■ Goal
Render the listing below as a numbered list with blank lines left out, starting with its first line and going on through the line that contains "When you are". Include only those lines.
::::
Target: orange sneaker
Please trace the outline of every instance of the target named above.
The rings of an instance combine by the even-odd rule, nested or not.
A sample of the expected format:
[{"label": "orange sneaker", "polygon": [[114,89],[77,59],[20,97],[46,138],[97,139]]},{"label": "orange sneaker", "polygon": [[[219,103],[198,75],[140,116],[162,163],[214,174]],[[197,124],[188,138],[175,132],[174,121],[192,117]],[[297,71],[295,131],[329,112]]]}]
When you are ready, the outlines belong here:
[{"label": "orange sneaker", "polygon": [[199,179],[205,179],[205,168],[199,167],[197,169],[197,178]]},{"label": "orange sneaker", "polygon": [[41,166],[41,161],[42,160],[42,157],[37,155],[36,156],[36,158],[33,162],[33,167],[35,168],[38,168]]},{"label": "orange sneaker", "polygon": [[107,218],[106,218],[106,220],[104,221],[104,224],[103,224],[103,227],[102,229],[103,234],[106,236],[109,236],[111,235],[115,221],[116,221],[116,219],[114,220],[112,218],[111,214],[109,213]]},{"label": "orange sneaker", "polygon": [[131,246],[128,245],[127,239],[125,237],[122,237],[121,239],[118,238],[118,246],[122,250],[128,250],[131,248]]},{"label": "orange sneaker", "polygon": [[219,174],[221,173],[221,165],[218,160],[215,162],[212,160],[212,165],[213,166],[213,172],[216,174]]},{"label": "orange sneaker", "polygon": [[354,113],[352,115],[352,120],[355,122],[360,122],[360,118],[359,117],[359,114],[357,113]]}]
::::
■ Answer
1. Target: orange sneaker
2. Please trace the outline of every instance of the target named above.
3. The rings of an instance combine by the even-odd rule, nested or not.
4. A sample of the expected format:
5. [{"label": "orange sneaker", "polygon": [[114,89],[77,59],[20,97],[46,138],[97,139]]},{"label": "orange sneaker", "polygon": [[[219,103],[198,75],[140,116],[162,163],[214,174]],[[197,124],[188,138],[175,132],[174,121],[192,117]],[[297,71],[295,131],[329,112]]]}]
6. When you are ready, the outlines belong here:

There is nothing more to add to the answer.